— begin DATA TO USE —
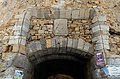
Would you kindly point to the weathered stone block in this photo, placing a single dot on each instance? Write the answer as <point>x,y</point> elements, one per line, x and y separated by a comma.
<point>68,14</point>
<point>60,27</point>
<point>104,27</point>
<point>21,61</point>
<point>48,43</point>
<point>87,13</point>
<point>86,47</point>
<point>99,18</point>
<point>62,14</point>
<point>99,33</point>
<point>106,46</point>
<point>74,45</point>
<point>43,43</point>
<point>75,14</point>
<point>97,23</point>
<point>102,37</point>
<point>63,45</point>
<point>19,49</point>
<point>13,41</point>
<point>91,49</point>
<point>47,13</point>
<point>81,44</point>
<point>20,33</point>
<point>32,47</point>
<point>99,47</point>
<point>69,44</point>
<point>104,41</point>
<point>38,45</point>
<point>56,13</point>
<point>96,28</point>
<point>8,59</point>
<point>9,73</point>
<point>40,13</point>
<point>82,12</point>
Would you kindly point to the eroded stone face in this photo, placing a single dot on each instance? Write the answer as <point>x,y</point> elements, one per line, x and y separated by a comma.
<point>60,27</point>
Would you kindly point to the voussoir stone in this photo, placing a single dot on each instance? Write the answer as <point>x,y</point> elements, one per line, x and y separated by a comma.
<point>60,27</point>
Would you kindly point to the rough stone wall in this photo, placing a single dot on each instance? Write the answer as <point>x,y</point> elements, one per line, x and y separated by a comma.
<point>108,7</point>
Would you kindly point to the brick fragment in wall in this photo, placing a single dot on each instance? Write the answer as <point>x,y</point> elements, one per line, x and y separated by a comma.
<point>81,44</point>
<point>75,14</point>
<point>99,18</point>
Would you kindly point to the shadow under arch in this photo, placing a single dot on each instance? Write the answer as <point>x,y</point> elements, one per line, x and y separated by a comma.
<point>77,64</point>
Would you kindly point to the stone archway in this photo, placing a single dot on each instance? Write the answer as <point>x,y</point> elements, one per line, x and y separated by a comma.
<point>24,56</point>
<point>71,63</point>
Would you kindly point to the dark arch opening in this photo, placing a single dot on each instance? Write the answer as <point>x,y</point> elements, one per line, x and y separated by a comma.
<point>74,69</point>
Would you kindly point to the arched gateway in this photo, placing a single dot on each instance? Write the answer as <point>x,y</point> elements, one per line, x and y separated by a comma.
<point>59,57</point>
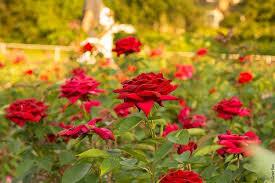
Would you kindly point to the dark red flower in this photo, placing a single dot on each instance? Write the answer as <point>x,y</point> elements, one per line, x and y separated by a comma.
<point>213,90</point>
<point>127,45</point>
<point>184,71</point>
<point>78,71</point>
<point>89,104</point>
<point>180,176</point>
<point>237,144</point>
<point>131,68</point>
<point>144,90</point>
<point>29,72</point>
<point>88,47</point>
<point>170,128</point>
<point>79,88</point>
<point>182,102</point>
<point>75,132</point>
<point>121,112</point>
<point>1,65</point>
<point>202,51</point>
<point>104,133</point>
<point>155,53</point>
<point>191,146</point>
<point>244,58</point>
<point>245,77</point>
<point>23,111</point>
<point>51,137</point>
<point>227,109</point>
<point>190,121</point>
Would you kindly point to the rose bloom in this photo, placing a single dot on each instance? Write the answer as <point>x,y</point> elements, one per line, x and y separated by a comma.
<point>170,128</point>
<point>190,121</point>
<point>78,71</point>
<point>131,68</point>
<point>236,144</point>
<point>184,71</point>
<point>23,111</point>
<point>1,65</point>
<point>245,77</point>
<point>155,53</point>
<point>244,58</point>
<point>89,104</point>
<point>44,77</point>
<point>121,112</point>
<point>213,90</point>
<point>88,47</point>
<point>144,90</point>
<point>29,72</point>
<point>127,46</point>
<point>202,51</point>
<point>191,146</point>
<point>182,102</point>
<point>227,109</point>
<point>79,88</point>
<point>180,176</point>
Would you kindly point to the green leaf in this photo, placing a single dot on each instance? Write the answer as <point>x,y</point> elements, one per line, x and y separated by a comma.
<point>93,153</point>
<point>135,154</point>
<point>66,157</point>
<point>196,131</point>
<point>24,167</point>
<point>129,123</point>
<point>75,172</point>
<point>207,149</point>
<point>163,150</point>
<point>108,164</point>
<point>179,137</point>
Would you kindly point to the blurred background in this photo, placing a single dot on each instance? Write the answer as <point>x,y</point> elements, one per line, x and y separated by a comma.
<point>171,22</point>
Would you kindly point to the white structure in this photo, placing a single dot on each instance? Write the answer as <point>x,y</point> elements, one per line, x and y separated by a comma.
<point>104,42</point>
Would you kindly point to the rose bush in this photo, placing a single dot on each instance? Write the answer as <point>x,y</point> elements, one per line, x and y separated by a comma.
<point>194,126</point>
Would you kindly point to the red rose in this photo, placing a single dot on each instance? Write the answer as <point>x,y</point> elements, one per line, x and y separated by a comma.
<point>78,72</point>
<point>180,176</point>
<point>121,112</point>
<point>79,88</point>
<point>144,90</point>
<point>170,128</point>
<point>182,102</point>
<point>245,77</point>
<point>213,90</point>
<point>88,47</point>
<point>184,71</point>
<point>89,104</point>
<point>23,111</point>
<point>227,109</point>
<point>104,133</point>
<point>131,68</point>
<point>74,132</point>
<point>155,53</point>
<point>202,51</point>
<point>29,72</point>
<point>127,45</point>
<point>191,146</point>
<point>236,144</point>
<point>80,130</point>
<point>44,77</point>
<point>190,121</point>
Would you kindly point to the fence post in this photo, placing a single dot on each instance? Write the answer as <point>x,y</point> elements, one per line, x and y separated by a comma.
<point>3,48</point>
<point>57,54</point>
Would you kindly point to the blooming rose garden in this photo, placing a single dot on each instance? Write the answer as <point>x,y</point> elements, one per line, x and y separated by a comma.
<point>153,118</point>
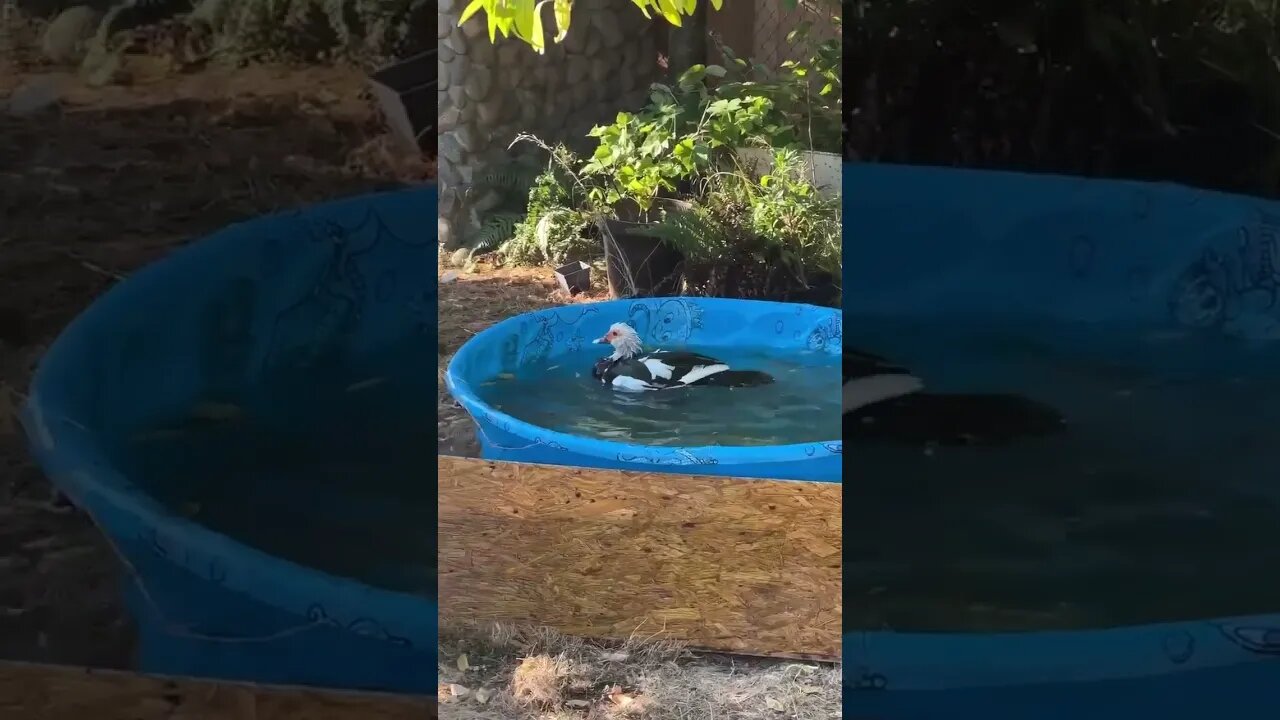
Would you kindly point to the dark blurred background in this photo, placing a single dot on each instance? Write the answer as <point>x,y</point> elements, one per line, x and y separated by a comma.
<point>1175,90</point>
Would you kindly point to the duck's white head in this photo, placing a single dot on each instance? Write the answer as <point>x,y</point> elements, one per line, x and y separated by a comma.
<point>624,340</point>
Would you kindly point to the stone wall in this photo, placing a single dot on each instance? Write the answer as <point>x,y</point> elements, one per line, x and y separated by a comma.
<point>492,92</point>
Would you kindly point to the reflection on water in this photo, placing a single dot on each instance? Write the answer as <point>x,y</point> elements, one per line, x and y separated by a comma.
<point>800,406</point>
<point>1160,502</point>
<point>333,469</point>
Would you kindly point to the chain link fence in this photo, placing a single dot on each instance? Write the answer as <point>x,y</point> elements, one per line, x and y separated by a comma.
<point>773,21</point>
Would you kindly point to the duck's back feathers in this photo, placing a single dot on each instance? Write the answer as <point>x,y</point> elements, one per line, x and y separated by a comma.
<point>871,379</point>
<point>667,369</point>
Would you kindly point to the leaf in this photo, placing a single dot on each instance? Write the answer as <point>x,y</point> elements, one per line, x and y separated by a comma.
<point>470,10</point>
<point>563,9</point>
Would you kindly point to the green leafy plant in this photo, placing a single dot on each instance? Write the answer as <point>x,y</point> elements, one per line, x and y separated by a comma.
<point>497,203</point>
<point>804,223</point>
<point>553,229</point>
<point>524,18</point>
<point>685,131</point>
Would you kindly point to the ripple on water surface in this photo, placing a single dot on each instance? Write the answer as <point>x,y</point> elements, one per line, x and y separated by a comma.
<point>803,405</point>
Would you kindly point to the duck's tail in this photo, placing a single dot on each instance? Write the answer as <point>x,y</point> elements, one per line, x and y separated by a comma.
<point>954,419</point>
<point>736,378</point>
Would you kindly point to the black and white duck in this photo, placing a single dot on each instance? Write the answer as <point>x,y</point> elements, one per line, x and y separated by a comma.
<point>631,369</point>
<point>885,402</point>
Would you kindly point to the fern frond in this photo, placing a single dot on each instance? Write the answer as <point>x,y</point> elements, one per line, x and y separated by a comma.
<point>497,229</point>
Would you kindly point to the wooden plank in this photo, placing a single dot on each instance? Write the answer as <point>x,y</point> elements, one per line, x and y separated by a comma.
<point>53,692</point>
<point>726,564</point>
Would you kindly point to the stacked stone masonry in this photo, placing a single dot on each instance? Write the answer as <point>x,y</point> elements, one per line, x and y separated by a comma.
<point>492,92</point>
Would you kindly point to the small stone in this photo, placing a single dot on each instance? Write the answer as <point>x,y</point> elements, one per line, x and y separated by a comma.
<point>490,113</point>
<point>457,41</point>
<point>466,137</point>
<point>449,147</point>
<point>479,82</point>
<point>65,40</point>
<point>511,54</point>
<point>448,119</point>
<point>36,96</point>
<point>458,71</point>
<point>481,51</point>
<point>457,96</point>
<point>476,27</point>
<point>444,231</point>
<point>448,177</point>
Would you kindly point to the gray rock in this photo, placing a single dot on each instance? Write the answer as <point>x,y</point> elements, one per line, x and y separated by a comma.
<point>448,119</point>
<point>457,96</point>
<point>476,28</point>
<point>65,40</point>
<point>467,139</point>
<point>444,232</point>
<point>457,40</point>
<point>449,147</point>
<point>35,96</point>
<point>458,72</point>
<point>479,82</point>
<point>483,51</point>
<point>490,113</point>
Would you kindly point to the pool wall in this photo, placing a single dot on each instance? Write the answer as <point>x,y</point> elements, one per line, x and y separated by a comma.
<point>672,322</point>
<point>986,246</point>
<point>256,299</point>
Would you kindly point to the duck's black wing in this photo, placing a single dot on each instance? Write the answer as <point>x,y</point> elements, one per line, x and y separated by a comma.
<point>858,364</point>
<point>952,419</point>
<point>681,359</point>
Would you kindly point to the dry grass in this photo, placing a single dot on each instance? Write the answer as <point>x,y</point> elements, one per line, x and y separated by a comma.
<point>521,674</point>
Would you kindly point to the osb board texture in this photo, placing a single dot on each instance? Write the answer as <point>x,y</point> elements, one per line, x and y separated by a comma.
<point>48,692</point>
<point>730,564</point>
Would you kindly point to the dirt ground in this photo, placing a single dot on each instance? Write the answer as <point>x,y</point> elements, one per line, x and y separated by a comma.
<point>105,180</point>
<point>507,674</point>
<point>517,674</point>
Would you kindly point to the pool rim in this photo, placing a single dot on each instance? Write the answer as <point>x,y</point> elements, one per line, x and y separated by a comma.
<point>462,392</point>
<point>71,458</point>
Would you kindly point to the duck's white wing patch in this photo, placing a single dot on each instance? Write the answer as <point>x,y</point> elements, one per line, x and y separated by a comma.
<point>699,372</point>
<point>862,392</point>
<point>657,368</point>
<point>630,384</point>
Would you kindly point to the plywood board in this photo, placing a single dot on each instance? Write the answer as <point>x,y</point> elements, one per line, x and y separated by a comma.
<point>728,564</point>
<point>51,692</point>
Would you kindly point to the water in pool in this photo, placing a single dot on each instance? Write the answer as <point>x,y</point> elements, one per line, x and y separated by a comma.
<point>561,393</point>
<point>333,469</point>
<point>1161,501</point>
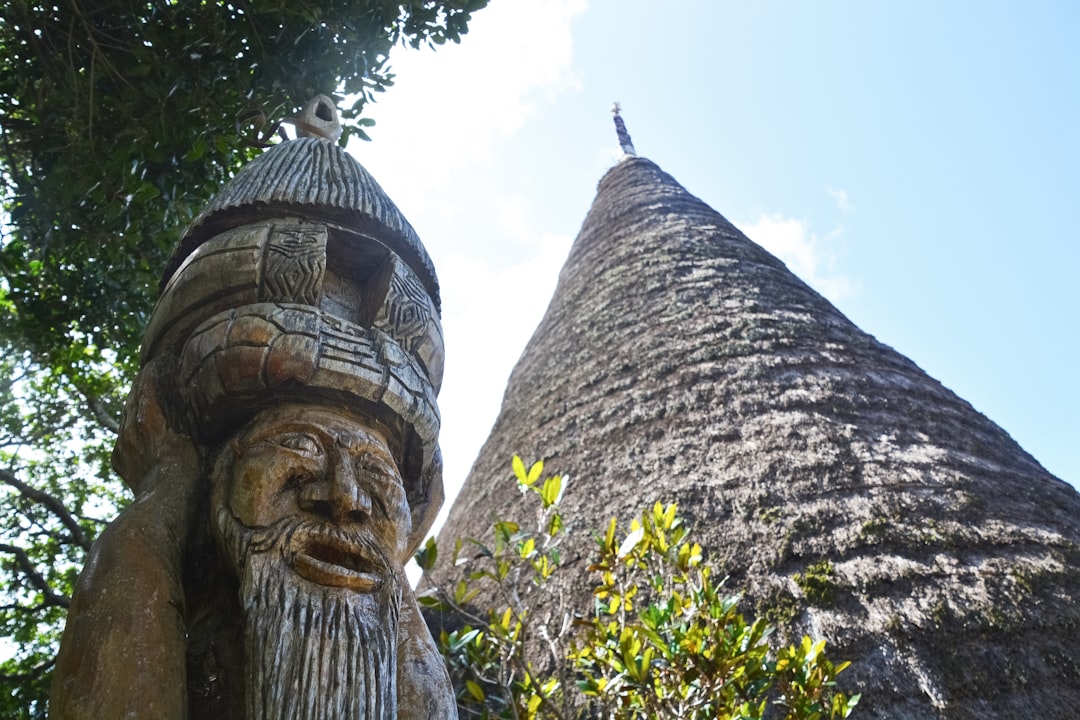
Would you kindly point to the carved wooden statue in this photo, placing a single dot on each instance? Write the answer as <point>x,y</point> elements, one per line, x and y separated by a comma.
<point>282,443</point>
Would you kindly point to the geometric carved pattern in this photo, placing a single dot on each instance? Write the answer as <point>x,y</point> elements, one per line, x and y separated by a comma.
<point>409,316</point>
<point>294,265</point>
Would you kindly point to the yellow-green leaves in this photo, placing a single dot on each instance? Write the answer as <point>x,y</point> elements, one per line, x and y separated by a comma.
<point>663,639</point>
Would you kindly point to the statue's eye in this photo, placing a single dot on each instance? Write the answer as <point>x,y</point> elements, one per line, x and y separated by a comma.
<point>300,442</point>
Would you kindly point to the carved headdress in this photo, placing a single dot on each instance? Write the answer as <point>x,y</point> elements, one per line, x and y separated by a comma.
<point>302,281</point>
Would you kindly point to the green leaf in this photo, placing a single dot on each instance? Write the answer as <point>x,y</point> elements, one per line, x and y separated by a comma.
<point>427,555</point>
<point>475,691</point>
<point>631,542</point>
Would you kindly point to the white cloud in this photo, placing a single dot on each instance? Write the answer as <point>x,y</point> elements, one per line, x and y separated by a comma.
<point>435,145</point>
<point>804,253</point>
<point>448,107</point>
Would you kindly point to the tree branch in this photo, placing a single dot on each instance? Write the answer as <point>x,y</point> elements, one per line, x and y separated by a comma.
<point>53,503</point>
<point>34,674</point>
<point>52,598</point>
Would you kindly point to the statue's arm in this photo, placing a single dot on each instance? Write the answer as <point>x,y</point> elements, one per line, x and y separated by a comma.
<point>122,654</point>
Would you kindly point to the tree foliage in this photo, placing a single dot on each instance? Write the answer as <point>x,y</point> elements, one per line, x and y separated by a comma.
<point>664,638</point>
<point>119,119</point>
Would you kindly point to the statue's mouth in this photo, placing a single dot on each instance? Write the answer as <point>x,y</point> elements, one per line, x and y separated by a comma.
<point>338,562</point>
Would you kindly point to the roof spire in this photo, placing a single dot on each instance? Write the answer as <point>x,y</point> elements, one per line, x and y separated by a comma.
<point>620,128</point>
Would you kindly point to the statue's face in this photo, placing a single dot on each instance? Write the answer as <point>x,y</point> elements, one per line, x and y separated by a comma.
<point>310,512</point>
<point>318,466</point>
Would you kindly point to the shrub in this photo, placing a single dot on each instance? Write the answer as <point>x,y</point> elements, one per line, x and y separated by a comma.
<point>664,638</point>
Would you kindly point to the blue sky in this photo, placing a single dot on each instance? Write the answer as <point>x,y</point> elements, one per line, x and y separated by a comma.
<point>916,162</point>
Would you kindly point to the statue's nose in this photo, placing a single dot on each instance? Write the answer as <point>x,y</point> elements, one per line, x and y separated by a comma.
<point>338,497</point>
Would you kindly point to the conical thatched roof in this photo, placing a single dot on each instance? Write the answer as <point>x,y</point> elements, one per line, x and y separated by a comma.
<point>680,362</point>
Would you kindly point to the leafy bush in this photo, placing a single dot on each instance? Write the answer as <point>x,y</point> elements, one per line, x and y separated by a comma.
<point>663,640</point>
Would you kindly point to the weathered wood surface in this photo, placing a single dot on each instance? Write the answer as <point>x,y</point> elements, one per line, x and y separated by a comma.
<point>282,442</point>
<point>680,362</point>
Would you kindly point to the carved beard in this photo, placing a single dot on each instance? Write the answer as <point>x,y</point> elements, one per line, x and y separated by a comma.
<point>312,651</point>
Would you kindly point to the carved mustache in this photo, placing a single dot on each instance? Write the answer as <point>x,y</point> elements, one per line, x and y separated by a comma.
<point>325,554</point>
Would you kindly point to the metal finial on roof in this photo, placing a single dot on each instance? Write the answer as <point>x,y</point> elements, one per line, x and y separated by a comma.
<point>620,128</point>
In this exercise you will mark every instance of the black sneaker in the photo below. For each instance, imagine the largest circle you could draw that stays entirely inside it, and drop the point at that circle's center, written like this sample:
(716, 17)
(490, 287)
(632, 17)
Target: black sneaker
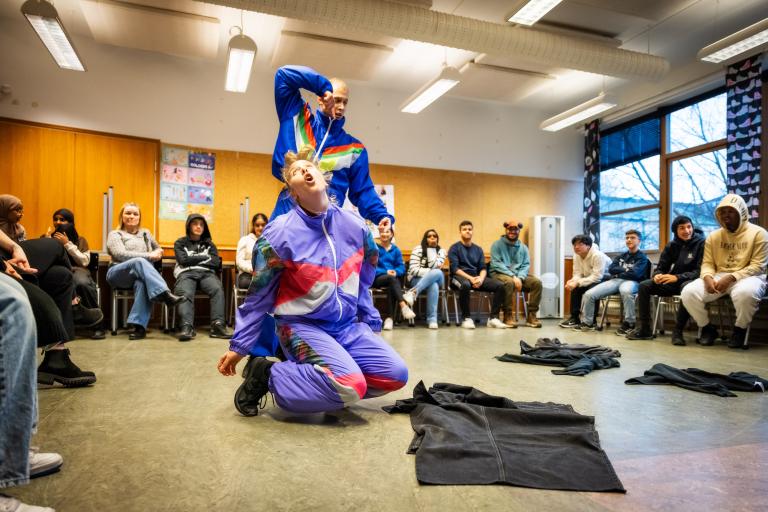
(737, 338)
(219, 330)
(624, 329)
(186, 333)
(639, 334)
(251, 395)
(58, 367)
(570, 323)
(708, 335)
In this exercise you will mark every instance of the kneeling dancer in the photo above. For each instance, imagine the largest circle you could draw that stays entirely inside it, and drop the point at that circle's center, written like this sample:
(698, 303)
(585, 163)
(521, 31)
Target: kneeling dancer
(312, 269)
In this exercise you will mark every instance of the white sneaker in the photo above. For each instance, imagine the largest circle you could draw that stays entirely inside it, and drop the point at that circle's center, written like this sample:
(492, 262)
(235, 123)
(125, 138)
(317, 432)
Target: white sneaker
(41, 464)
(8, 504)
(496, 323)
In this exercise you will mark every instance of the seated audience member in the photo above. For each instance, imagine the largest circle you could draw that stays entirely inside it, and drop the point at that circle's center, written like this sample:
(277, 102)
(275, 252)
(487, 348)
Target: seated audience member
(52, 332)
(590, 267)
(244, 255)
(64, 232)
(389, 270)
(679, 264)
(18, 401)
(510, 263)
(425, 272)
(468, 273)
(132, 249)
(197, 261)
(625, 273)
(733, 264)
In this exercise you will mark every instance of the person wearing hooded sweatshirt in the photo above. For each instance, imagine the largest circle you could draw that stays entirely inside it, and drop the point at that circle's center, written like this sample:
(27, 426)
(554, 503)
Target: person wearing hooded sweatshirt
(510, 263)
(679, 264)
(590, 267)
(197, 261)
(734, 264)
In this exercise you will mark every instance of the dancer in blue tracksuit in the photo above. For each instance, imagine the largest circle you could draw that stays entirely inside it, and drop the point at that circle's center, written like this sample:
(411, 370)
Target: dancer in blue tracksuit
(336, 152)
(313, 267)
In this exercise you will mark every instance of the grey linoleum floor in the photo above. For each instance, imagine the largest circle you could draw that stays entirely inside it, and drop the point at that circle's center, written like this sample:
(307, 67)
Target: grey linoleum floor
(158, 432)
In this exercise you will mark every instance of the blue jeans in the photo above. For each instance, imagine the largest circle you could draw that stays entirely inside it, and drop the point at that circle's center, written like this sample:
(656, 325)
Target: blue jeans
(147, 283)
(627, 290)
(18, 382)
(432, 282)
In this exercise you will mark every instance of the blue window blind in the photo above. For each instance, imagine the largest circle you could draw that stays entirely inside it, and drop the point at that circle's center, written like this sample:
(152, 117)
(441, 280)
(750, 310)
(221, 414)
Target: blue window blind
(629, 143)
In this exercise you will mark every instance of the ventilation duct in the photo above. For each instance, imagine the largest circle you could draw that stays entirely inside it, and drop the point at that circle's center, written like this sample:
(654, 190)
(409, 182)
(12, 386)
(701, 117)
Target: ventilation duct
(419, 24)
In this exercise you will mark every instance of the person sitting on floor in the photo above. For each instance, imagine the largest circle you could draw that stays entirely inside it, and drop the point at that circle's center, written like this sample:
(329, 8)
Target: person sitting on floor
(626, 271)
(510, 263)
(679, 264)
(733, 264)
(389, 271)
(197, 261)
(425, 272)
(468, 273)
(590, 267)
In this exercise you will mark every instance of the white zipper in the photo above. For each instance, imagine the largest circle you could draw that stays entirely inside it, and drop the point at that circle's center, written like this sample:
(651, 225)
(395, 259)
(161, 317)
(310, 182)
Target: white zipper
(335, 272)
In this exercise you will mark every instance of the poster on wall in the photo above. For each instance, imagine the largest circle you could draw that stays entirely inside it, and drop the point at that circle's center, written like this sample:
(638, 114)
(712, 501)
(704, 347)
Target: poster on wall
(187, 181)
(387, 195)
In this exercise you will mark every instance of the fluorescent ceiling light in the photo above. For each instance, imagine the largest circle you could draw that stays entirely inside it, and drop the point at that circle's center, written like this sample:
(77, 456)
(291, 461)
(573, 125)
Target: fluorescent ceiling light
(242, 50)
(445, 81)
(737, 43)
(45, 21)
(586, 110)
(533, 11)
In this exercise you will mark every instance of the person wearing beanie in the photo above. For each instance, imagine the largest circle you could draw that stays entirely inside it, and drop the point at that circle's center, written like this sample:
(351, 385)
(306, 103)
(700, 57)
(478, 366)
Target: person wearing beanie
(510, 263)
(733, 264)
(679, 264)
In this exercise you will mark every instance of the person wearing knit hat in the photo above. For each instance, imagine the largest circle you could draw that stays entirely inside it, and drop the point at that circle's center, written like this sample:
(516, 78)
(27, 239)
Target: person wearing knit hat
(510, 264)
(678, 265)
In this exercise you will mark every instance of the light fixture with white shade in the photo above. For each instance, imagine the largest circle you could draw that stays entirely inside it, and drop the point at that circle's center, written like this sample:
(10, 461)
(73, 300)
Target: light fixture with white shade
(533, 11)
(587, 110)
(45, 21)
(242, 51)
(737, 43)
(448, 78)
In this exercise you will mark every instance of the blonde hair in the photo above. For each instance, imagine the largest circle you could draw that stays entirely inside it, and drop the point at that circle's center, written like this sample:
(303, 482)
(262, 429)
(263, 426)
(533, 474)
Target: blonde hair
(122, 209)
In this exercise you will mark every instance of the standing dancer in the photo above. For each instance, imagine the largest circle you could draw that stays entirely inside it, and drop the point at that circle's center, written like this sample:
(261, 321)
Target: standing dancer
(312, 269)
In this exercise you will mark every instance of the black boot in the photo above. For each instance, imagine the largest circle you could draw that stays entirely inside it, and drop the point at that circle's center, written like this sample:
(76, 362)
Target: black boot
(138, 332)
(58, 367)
— end DATA TO USE —
### WRITTEN INSTRUCTION
Write the lines out exactly, from the one with "wearing beanie in" down to the last line of the listing, and leave out all others.

### SOLUTION BELOW
In this exercise you will mark every instance of the person wearing beanie in the photo above. For each instance, imagine the largest circle you could draw that stays entirely inside it, and drop the point at that circle's center, written like this sample:
(351, 385)
(306, 103)
(700, 57)
(478, 366)
Target: person wearing beanie
(510, 263)
(733, 264)
(679, 264)
In this exercise you will mark every instance of the person wearing knit hat in the photo above. For each instance, imagine the largest circle you could draw that stays entirely inside it, and drop the point at that circle's center, written like this sample:
(516, 78)
(27, 239)
Target: person wearing knit hat
(510, 264)
(678, 265)
In this exercise you will mark every instance of the light fixture with white shade in the photo above. For each instance, imagine the largest circle you could draw that stays entirely inside it, and drop the point at that circle's center, written like this sample:
(10, 461)
(73, 300)
Target: light fixture with white shade
(533, 11)
(587, 110)
(45, 21)
(242, 51)
(737, 43)
(448, 78)
In this exercise you will mark every instance of the blonde hair in the photo above. For each instance, imagine the largest circle you could draw that stays entirely inside it, and drop the point at that circle's center, written like this sample:
(303, 482)
(262, 429)
(263, 426)
(533, 474)
Target: blonde hair
(122, 209)
In this exercise you will mark every instance of the standing dancer in the photo above. For each instance, imagine the largest circle you could draw that stays entirely inside it, and drop the point at that circle's center, written like this sample:
(261, 321)
Target: standing dancer
(312, 269)
In this exercise you will mark every instance of the black boot in the photo above. For each instance, imagine the largest circle you could draw that stays entirely inside it, and drop the point at that circle's center, written like this sample:
(76, 362)
Target: black boot
(138, 332)
(58, 367)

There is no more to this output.